Work required:
Reproduce every line of the data below, from its start through the line containing "x=169 y=115", inclusive, leaving out the pictures. Raise each x and y coordinate value by 90.

━━━━━ Entries supplied ━━━━━

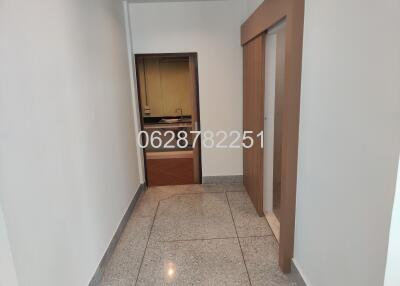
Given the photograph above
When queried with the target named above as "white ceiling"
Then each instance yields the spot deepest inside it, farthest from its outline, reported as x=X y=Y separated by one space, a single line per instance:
x=149 y=1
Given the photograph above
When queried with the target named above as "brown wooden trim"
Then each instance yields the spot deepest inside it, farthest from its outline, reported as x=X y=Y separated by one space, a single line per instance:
x=192 y=57
x=253 y=118
x=266 y=15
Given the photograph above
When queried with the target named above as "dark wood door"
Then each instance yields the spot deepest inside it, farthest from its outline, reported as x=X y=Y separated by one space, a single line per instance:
x=253 y=117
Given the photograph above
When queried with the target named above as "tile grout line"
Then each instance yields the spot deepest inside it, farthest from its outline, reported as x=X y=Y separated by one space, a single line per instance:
x=147 y=243
x=214 y=238
x=237 y=237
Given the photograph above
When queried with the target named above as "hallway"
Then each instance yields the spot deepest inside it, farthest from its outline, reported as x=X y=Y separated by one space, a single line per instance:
x=195 y=235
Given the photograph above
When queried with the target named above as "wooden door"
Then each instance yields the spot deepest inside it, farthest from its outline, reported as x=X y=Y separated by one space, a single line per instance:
x=194 y=103
x=253 y=118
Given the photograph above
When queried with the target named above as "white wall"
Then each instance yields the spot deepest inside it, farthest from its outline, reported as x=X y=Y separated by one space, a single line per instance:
x=212 y=29
x=392 y=276
x=349 y=140
x=8 y=276
x=250 y=6
x=68 y=158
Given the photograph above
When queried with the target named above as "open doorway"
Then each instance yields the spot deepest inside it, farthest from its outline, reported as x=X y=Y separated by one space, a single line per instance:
x=273 y=109
x=169 y=115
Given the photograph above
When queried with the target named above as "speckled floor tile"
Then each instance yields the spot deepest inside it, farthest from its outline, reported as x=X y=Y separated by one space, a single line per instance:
x=246 y=219
x=261 y=256
x=197 y=262
x=108 y=281
x=193 y=216
x=124 y=264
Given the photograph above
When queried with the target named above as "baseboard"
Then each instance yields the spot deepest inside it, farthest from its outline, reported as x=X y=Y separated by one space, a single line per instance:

━━━━━

Final answer:
Given the photograph above
When queried with the target named above as "white ceiling"
Then each instance yields the spot deepest inside it, farthest from its outline, reported as x=X y=Y separated by one space, a single line per instance:
x=239 y=91
Given the photograph above
When queried with the target named above as "brown wooden trim"
Then each instance yields the spot deepest inside it, farthest from its outline, reported as x=X y=Y separated by one space, a single line per instance:
x=282 y=147
x=343 y=208
x=356 y=105
Given the photograph above
When queried with the target named above as "dark wood door"
Then each instance yields the spot deepest inside it, farthest from its outline, reported as x=X y=Y separated by one space, a single line per instance:
x=343 y=207
Given the photograph above
When queried with the target named above as "tile grout line"
Then each instance yields the spot deepest inside it, farthest from its outline, reported as x=X y=Y separated by one space, a single line per instance:
x=237 y=333
x=304 y=328
x=327 y=327
Given the photograph above
When queried with the target named above as "hallway"
Then each instance yields the spot deepest inside it, farthest from its outline, reported as x=X y=Y separated by one space, a single line per instance:
x=285 y=325
Given the photograph above
When queried with the target named above as "wooden door"
Then each instance yields the spot deepest inside it, farthest from its outline, reported as x=X y=Y separated by one space, a single line per instance:
x=284 y=193
x=343 y=208
Given the photograph above
When queried with the target named above as "white wall"
Then each instance yields the spot deepest inside it, farthest from its outline, reported as x=X y=Y separated by one space, a single line per instance:
x=302 y=119
x=482 y=366
x=439 y=230
x=98 y=366
x=340 y=96
x=158 y=248
Given the photograph above
When queried with the target named above as "open doorway"
Then each instance yields the spot deepest inside it, farthest from its outline, reported as x=X y=Y separated by one space, a single line per instance:
x=363 y=199
x=259 y=205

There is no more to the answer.